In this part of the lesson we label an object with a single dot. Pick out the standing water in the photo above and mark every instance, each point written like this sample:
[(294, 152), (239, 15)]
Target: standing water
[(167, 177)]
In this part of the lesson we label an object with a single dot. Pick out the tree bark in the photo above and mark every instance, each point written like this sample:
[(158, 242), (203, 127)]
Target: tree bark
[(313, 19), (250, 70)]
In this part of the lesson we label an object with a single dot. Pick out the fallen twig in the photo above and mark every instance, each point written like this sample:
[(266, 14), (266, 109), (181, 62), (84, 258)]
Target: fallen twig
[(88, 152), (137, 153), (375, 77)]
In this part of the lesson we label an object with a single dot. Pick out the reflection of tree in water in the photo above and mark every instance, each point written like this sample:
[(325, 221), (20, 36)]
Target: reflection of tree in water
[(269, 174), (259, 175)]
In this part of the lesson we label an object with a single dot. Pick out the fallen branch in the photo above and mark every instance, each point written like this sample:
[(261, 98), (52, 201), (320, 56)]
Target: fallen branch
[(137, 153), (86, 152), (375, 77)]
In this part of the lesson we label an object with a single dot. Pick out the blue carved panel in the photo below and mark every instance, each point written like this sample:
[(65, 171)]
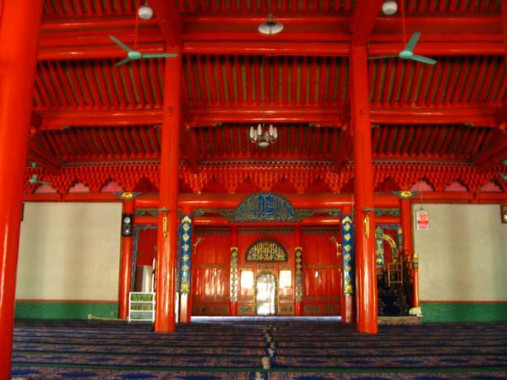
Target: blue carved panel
[(265, 207), (266, 250)]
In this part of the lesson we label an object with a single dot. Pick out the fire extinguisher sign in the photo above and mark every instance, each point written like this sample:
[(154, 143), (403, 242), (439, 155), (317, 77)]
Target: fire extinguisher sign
[(422, 219)]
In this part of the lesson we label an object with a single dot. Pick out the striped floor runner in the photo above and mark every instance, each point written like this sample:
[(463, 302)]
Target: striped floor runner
[(258, 349)]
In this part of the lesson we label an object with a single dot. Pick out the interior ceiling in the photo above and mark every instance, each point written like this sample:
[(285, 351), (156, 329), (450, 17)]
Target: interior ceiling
[(88, 111)]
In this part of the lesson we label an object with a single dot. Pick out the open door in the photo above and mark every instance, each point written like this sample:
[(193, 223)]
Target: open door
[(266, 294)]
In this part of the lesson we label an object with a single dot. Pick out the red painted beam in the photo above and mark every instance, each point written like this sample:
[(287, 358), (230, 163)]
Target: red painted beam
[(56, 120), (323, 116), (319, 34), (477, 116), (169, 20), (363, 20)]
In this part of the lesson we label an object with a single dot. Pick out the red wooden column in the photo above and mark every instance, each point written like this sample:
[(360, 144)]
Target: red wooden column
[(347, 303), (126, 257), (185, 290), (406, 224), (408, 242), (165, 320), (366, 278), (19, 36), (234, 271), (298, 270)]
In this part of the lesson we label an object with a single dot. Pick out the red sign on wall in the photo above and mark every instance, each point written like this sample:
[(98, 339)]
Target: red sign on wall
[(422, 219)]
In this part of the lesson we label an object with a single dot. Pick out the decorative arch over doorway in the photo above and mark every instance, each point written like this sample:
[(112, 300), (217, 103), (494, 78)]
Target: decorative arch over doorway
[(266, 250)]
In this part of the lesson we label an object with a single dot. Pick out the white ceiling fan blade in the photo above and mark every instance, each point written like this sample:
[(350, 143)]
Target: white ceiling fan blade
[(423, 59), (412, 42)]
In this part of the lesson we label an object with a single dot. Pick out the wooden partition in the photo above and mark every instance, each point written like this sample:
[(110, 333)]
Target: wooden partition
[(211, 276), (322, 272), (211, 272)]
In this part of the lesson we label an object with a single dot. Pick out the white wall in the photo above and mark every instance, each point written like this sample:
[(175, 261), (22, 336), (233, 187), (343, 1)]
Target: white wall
[(463, 257), (69, 251)]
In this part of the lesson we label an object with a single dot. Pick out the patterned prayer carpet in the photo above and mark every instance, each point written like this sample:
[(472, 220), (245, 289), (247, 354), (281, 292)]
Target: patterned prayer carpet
[(274, 349)]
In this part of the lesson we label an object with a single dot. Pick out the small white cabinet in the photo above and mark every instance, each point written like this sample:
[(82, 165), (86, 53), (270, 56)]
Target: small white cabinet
[(142, 306)]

————————

### WHAT YOU ARE ASKED TO DO
The records above are to be duplicated exactly, pictures left out.

### WRITTEN ANSWER
In this part of the lesson we label an object with a single dot. Pick out the standing water in the photo above and mark every instance, each point written like this sample:
[(294, 152), (239, 15)]
Target: standing water
[(167, 177)]
In this part of the lesson we label an object with a single dot. Pick out the tree bark in the photo above and mark every instance, each point written like this sample:
[(158, 242), (203, 127)]
Target: tree bark
[(313, 19), (250, 70)]
In this part of the lesson we label an object with a single dot. Pick out the fallen twig in the photo above and mark every instance, each point written like this sample:
[(266, 14), (266, 109), (181, 62), (84, 258)]
Target: fallen twig
[(88, 152), (137, 153), (375, 77)]
In this part of the lesson we label an object with a single dot. Pick out the reflection of tree in water in the photo above and mark every instance, each point written like this sample:
[(325, 221), (20, 36)]
Target: reflection of tree in water
[(269, 174), (259, 175)]
In this part of the lesson we label an object with a single dot. Pick out the fallen branch in the photo above and mark every instance, each point written like this sample:
[(261, 98), (52, 201), (320, 56)]
Target: fallen branch
[(137, 153), (86, 152), (375, 77)]
In this part of the lesson we label an object with a single dot. Pick out the blue carved panel in the photo below and mark every instance, each point written like this sample:
[(65, 171)]
Target: blue carved panel
[(265, 207), (266, 250)]
In this part of the lesson we label an object with a single dot. Pick out the fire extinguisher sign in the photo above and mark every instance, each point written like this sample:
[(154, 143), (403, 242), (439, 155), (317, 77)]
Target: fire extinguisher sign
[(422, 219)]
In this part of the lesson we label an object with a single dot. Pick out the striped floor runner in the photo above and mark every instance, each point written like this sample:
[(463, 302)]
Target: striped floor runner
[(258, 349)]
In this part of the lesson we label an object with a single dot. Pick out the interior ceiling in the photo above and mark every instance, each point written like this sample:
[(285, 351), (156, 329), (450, 17)]
Target: interior ceiling
[(88, 111)]
In this part of the lesson we label an object with a single dot. Pick out the open door in the photo above and mark every instance, each point written like this sample:
[(193, 223)]
Target: open door
[(266, 294)]
In this part of the lesson we label an object with a single dot. Pick out the red painted beam in the photo above and mark every instance, each point written like this sample:
[(287, 358), (230, 163)]
Target: red painted beam
[(56, 120), (323, 116), (319, 34), (477, 116), (169, 20), (363, 20)]
In this part of the lesson we label an object with a single dot. Pick out the red wooden column in the photo above and mark every instance, each point written like this sample:
[(360, 144)]
Target: red wooden column
[(347, 303), (126, 257), (185, 290), (406, 224), (408, 242), (165, 320), (366, 278), (19, 36), (234, 271), (298, 270)]
In this part of the lesson we label an object with a single dot. Pick out the red sign on wall in the photo above and mark every instance, each point written like this sample:
[(98, 339)]
Target: red sign on wall
[(422, 219)]
In this part of the lesson we label an object with a single dot. Pick out the decorative arch over doorway in the photo above and mark every instance, each point written like this sample:
[(112, 300), (217, 103), (494, 78)]
Target: decorative arch over doorway
[(266, 250)]
In this part of the lesson we label an object with a single dot. Pick out the white ceiling fan blade in the photo above and mark every instance, each point written like this sample:
[(350, 143)]
Target: white ceiling fan blade
[(423, 59), (412, 42)]
In this part of the lesson we label an object with a single dot. Pick out the wooden partition in the photo above and mark every instance, each point written like this sample:
[(110, 333)]
Target: wooden partition
[(211, 276), (322, 272), (211, 272)]
In this part of the lesson we label an object with a single dot. Pick out the white wall in the photo above and mark every instance, each point written like this sample:
[(175, 261), (22, 336), (233, 187), (343, 1)]
Target: white wall
[(463, 257), (69, 251)]
In this part of the lesson we label an object with a single dot. Pick out the patterned prayer carpet in the photo above and mark every instance, each point written like this sample:
[(472, 220), (245, 289), (247, 354), (281, 292)]
Target: patterned prayer carpet
[(274, 349)]
In this part of the lesson we label an object with a single dot. Pick out the small white cabinet in the photo above and mark every instance, each point written like this sample:
[(82, 165), (86, 53), (270, 56)]
Target: small white cabinet
[(142, 306)]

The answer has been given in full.